**SUPPLIED INFORMATION**
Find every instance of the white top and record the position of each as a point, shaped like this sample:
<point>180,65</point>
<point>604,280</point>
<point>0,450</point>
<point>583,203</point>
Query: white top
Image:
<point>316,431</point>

**DIRECTIVE**
Please reproduce the listing above, substituting "red jacket" for every occurrence of "white top" and leaving everything else unchanged.

**RESULT OF THE TASK**
Find every instance of the red jacket and record the position of each as a point, shaped like this sample:
<point>180,65</point>
<point>604,280</point>
<point>0,450</point>
<point>583,203</point>
Query: red jacket
Image:
<point>316,431</point>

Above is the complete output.